* BEGIN TEXT PROVIDED *

A little story that happened to us a few years ago:

Yesterday, my sister was at the house with her youngest boy enjoying the pool. What a better way to beat the heat than read a book while watching your child do his best to pop a pool raft by landing on it from the diving board, you ask? Well I though it was an idyllic setting too, until I got a frantic call from my sister, screaming that there was a pig in the house, a huge pig, that she described with many modifiers ending in "ing".
I left work in the middle of a shoot (on a side note; one knows you live in a rural area when your client doesn't even bat an eye at such an excuse, as if hog invasions are a much more common occurrence than I would have thought, "Sure, hun, sounds like you need to hurry home"). I got home expecting to see "Hogzilla" in an easy chair and was not disappointed. What I found was my next door neighbor's grandchildren had accidently let his prize three hundred pound hog out, and the ensuing chase through the woods came to an end when Wilber went head first through my sliding glass door. The door did not break by the way, even after being bashed off its tracks, landing on a stone floor, and I expect being trampled by said pig. Good glass in that door.

* END TEXT PROVIDED *
* BEGIN INPUT MATERIAL *

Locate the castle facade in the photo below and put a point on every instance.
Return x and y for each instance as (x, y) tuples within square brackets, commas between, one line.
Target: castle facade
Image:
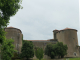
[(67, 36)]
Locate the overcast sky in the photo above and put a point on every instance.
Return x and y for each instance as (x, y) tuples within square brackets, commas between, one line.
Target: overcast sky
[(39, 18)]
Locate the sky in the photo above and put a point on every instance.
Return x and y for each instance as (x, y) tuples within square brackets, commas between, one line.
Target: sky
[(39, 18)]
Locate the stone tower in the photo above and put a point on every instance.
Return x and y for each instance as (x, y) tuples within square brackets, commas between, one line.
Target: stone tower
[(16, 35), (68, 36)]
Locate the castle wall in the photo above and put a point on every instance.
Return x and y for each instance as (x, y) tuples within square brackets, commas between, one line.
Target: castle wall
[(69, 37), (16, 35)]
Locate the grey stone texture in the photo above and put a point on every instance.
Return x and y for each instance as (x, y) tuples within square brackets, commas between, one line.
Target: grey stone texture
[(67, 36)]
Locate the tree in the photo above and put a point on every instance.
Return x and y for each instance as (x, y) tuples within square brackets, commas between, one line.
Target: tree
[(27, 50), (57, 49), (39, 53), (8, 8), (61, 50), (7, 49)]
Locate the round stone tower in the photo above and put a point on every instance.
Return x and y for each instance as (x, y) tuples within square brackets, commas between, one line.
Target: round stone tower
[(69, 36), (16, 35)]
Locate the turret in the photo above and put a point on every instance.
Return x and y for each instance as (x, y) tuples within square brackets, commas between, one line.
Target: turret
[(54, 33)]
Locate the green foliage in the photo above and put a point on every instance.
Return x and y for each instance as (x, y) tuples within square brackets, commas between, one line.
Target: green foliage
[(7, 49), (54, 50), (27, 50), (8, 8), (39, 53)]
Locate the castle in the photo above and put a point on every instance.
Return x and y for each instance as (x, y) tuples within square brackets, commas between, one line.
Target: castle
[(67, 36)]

* END INPUT MATERIAL *

STATED GOAL 1 –
Replace "stone floor" with "tile floor" in the story about the runaway hog, and write out the passage starting at "I left work" and ending at "in that door.".
STATED GOAL 2 –
Return the lines of the records starting at the line that contains "Locate the stone" and ending at the line that contains "[(16, 35), (68, 36)]", reproduced without any change.

REPLY 1 –
I left work in the middle of a shoot (on a side note; one knows you live in a rural area when your client doesn't even bat an eye at such an excuse, as if hog invasions are a much more common occurrence than I would have thought, "Sure, hun, sounds like you need to hurry home"). I got home expecting to see "Hogzilla" in an easy chair and was not disappointed. What I found was my next door neighbor's grandchildren had accidently let his prize three hundred pound hog out, and the ensuing chase through the woods came to an end when Wilber went head first through my sliding glass door. The door did not break by the way, even after being bashed off its tracks, landing on a tile floor, and I expect being trampled by said pig. Good glass in that door.

REPLY 2 –
Locate the stone tower in the photo above and put a point on every instance.
Return x and y for each instance as (x, y) tuples within square brackets, commas between, one line.
Target: stone tower
[(16, 35), (68, 36)]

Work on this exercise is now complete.